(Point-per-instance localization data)
━━━━━━

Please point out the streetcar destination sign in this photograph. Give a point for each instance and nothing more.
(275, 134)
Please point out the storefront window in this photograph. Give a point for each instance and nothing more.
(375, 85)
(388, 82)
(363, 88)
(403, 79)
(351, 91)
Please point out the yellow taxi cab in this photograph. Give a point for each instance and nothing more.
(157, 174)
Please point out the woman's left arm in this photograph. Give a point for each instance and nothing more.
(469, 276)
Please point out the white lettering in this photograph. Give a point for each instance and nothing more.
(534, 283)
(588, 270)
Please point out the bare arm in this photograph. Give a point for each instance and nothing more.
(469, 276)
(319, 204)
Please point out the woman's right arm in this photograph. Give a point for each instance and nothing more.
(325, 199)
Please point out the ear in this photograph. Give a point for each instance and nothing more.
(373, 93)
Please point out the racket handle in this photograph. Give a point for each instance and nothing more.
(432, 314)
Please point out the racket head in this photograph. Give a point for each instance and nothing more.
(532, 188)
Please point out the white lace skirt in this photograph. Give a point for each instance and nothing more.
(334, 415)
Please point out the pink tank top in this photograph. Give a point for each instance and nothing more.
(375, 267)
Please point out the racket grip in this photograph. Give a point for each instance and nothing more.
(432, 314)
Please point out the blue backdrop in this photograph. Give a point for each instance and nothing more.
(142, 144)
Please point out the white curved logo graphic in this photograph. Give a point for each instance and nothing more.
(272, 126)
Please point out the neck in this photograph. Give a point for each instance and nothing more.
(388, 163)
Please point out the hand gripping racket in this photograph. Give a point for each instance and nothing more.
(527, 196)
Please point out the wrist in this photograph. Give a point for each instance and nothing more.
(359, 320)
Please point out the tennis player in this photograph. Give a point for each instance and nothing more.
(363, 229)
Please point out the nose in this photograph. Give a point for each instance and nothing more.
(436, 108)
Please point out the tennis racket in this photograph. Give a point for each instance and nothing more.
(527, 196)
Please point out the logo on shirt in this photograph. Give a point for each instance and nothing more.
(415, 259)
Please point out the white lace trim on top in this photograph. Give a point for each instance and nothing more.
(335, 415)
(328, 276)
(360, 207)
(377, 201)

━━━━━━

(DIRECTIONS)
Would you write out all the records exactly as they read?

(YOUR SOLUTION)
Please point out the streetcar destination sign in this photograph. Give a point for each instance and nothing more.
(275, 134)
Please point out the storefront window in this photograph. Give a point for each instance and nothing more.
(375, 85)
(388, 82)
(363, 88)
(403, 79)
(351, 91)
Please point out the yellow taxi cab in this photograph. Give a point for each instance and nothing more.
(157, 174)
Please point out the woman's left arm in this photograph. Give a point for each instance and nothing more.
(469, 276)
Please point out the white lettering in this photograph. Give a point for each instance and nothing more.
(534, 283)
(588, 270)
Please point out the bare arm in this photograph. Give a point for each instance and nothing more.
(469, 276)
(319, 204)
Please point out the woman's right arm in this photograph. Give a point for each instance and nothing more.
(325, 199)
Please point out the ear in this photograph. Give a point for each instance and nothing more.
(373, 93)
Please point out the racket handle in this photograph. Give a point for each instance and nothing more.
(432, 314)
Please point out the racket head in this photograph. Give a point for each instance and nothing more.
(532, 188)
Please point out the white lace skirt in this photograph. Give a point for each instance and nothing more.
(334, 415)
Please point out the pink tank top in this photograph. Give a point for each instance and nothing more.
(375, 267)
Please point out the racket grip in this photograph. Give a point for each instance and nothing more.
(432, 314)
Please point out the blue backdrop in this photograph. Give a point for each instance and nothing more.
(142, 144)
Please point out the white curved logo graphic in this photograph. Give a point for each instance and nothing more.
(272, 126)
Please point out the neck in this photograph. Give a point for each instance and nothing more.
(388, 163)
Please point out the hand gripping racket in this photograph. Give a point for each instance and nothing more.
(527, 196)
Please point out the wrist in this photograph. Give a point for each instance and nothing more.
(359, 320)
Please point out the tennis player in this photograph. Give a point for each instance and nothing more.
(363, 229)
Please point out the nose in this photograph. Give a point for each instance and nothing more.
(436, 108)
Please point out the tennis racket in this photograph. Give a point for each instance and nothing more.
(527, 196)
Please point out the logo on shirt in this photograph. Give a point for each instance and nothing more.
(415, 259)
Please point out the white lace trim on top in this photograph. Give a point for each instance and nothing more.
(335, 415)
(328, 276)
(360, 207)
(377, 201)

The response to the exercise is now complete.